Natural language region descriptions
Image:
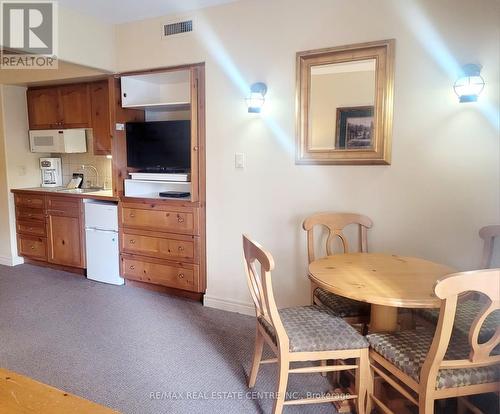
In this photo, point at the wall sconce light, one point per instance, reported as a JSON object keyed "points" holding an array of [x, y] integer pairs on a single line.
{"points": [[256, 100], [470, 84]]}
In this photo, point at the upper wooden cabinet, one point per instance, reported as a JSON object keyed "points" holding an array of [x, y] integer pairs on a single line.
{"points": [[75, 105], [81, 105], [43, 108], [66, 106], [101, 123]]}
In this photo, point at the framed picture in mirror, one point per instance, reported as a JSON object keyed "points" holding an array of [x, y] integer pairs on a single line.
{"points": [[344, 104]]}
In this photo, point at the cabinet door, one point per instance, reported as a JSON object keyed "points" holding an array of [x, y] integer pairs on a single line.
{"points": [[65, 245], [43, 108], [101, 128], [75, 104]]}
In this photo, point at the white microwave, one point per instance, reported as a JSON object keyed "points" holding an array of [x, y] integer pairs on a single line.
{"points": [[58, 140]]}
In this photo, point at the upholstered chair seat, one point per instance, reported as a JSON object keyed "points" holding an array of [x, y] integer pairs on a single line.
{"points": [[314, 328], [407, 350], [341, 306]]}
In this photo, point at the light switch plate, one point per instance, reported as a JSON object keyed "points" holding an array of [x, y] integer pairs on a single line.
{"points": [[239, 160]]}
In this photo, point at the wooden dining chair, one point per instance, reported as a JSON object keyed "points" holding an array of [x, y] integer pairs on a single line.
{"points": [[488, 234], [425, 366], [352, 311], [299, 334], [470, 303]]}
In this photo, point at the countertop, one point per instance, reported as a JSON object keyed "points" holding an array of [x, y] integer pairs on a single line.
{"points": [[95, 195]]}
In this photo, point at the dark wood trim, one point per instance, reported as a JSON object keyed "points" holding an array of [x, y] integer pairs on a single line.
{"points": [[75, 270], [198, 297]]}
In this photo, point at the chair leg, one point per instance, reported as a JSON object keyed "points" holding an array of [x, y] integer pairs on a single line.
{"points": [[425, 404], [257, 356], [283, 367], [323, 364], [362, 380], [370, 387]]}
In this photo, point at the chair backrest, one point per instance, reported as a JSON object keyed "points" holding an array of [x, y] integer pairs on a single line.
{"points": [[260, 285], [335, 224], [488, 234], [486, 282]]}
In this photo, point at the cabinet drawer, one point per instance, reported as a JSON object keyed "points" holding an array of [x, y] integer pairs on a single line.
{"points": [[30, 201], [34, 247], [159, 272], [30, 214], [33, 228], [160, 220], [64, 206], [160, 247]]}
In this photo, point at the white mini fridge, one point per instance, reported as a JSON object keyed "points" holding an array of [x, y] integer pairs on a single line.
{"points": [[101, 231]]}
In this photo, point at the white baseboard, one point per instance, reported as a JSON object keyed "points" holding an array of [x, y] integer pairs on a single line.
{"points": [[11, 261], [229, 305]]}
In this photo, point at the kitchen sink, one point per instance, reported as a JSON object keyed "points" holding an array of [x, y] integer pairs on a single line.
{"points": [[80, 190]]}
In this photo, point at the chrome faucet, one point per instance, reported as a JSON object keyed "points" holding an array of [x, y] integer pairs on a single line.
{"points": [[84, 166]]}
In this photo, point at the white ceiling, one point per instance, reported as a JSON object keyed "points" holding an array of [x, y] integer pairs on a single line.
{"points": [[121, 11]]}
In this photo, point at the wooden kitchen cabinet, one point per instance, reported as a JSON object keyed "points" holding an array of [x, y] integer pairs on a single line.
{"points": [[54, 107], [65, 237], [75, 105], [101, 124], [50, 229], [43, 108]]}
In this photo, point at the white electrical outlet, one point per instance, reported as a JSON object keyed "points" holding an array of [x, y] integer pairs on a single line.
{"points": [[239, 160]]}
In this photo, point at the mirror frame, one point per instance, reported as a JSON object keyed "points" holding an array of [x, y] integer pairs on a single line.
{"points": [[383, 52]]}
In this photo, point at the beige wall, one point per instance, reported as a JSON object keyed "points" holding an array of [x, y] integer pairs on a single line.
{"points": [[85, 40], [443, 184], [332, 91]]}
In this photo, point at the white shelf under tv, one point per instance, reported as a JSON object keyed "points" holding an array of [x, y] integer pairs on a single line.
{"points": [[151, 189]]}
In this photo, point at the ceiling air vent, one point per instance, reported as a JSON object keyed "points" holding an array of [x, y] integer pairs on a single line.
{"points": [[178, 27]]}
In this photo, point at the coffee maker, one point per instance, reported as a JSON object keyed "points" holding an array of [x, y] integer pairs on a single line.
{"points": [[51, 172]]}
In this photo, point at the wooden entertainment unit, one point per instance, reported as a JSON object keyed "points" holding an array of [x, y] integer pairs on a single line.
{"points": [[162, 240]]}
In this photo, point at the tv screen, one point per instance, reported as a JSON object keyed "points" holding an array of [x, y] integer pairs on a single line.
{"points": [[159, 145]]}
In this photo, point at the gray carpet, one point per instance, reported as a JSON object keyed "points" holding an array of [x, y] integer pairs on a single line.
{"points": [[118, 345]]}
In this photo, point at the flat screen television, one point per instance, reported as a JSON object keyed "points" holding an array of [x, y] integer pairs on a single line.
{"points": [[159, 145]]}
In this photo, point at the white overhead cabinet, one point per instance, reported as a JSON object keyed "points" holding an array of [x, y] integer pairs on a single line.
{"points": [[166, 89]]}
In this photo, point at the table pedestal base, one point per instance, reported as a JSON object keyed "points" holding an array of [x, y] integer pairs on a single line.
{"points": [[383, 318]]}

## TASK DIRECTIONS
Give back every record above word for word, dropping pictures.

## RESULT OF THE EXERCISE
Image:
In this photo, point at the wall sconce light, one point per instance, reported as a JSON object keyed "points" holding an array of [x, y] integer pairs on a single line.
{"points": [[256, 100], [470, 84]]}
In this photo, point at the upper wooden cabinet, one point per instance, reported as a JSON object keyed "points" holding an array of [x, y] integer pairs on a single line.
{"points": [[75, 105], [81, 105], [43, 108], [66, 106], [101, 123]]}
In this photo, point at the framed picture in mirror, one point per instance, reported as a JSON object keyed "points" holding an array of [x, y] integer pairs on a single line.
{"points": [[344, 104]]}
In this photo, point at the cabinet door, one point per instance, reported as a JSON object keyed "points" holding an array of [x, y] integer pairs on a single line.
{"points": [[65, 245], [43, 108], [101, 128], [75, 104]]}
In this photo, point at the white microwave, one point per instance, reported as a JSON object keyed "points" holding an array of [x, y] integer pairs on a single line.
{"points": [[58, 140]]}
In this photo, point at the upholstered chair seat, one point per instance, reported as a JSON object keyed "points" holding an array of [x, y] integer pairs on a single line.
{"points": [[314, 328], [407, 350], [341, 306]]}
In this photo, point at the light switch plate, one point per instance, reported as a JSON object keyed "points" holding an array of [x, y] integer pairs on a single line.
{"points": [[239, 160]]}
In this photo, point at the wooden dining chair, one point per instance, reported as a JSON object keyed "points" holding an array of [x, y] integer pairs on a single line.
{"points": [[488, 234], [425, 366], [352, 311], [299, 334], [470, 303]]}
In this photo, point at the countertop, one point per instance, reported as a JSON object keyed "points" holding an array of [x, y] integer pairs on a single line.
{"points": [[95, 195]]}
In this photo, point at the dark wood trim, one point per instance, reported as a JSON object keyed "points" holding an array of [x, y] integer pairs on a single line.
{"points": [[75, 270], [198, 297]]}
In this photo, point at the chair leg, one point per instance, reported as a JSON object keyed "points" holding an array of [x, y] integer pairs on a single line.
{"points": [[425, 404], [257, 356], [283, 367], [323, 364], [362, 380], [370, 387]]}
In this photo, point at the chair backrest, one point per instance, reported as a JSON object keyed "points" holding an array of [x, y] integer pairs on a single line.
{"points": [[260, 285], [335, 224], [488, 234], [486, 282]]}
In this photo, point at the cabinet drawer, one point per instance, reported as a JSON object keyed "points" holding an array of [x, y] integer pairs on a single line.
{"points": [[30, 201], [34, 247], [159, 272], [30, 214], [33, 228], [160, 220], [64, 206], [160, 247]]}
In this photo, point at the white mini fridge, one point per instance, reported as a JSON object keyed "points" holding an array of [x, y] integer pairs on a single line.
{"points": [[101, 231]]}
In this photo, point at the white baseboard, one point per instance, reported as a JSON object keyed "points" holding an array of [x, y] integer pairs on a single line.
{"points": [[11, 261], [229, 305]]}
In this photo, point at the kitchen sink, one point per instance, reported as a JSON object keyed "points" holding an array of [x, y] integer pairs on a single line.
{"points": [[80, 190]]}
In this photo, point at the chrome faucet, one point per instance, reported as a JSON object keyed "points" holding an array of [x, y] integer pairs on a single line.
{"points": [[84, 166]]}
In this photo, point at the white ceiling, one point per instance, reported as a JSON object keyed "points" holding an array of [x, y] integer pairs on a single line.
{"points": [[121, 11]]}
In this photo, point at the wooden kitchen cabinet, one point per instance, reported as a JSON object keyed "points" holding an array of [x, y] integer pairs on a single line.
{"points": [[54, 107], [65, 237], [75, 105], [101, 124], [50, 229], [43, 108]]}
In this photo, point at the white electrical outlet, one point per instance, reported as a JSON object keyed "points" holding an array of [x, y] integer pairs on a single line.
{"points": [[239, 160]]}
In this photo, point at the mirror frame, one point per instance, reported as a JSON object keyed "points" holding an array of [x, y] integer pairs on a single line.
{"points": [[383, 52]]}
In this photo, point at the beige wall, one point per instance, reported as a JSON object keyed "points" holding an array of [x, y] integer pairs on a single line.
{"points": [[85, 40], [443, 184], [332, 91]]}
In this photo, point at the white shelf under tv, one point per instance, reported as a JSON object keyed "points" holding an array of [x, y] integer pairs on a single line.
{"points": [[151, 189]]}
In this photo, point at the ceiling air vent, one point per instance, reported as a JSON object keyed "points" holding an array of [x, y] integer pairs on a single line.
{"points": [[178, 27]]}
In this photo, point at the coffee maker, one point per instance, reported as a JSON object keyed "points" holding an array of [x, y] integer pairs on a single line.
{"points": [[51, 172]]}
In this photo, point at the wooden entertainment unit, one point per instance, reported as a JSON object keyed "points" holding an array of [x, y] integer pairs on a single line.
{"points": [[162, 240]]}
In this photo, point at the tv screen, one point per instance, reported as a JSON object keyed "points" holding an array of [x, y] integer pairs on a single line.
{"points": [[159, 145]]}
In this photo, point at the gray carpet, one point per instance, reported as a JSON object keyed "points" holding an array of [x, y] integer pairs on a single line.
{"points": [[118, 345]]}
In this photo, point at the flat screen television, one point per instance, reported as a JSON object keyed "points" holding an array of [x, y] integer pairs on a single line.
{"points": [[159, 145]]}
In this photo, point at the white overhead cabinet, one point per instance, reported as a JSON object keyed "points" holding an array of [x, y] integer pairs on a single line.
{"points": [[166, 89]]}
In this photo, point at the table pedestal base, one point per instance, reported as a JSON object keyed "points" holding an array of [x, y] integer pairs on a single line.
{"points": [[383, 318]]}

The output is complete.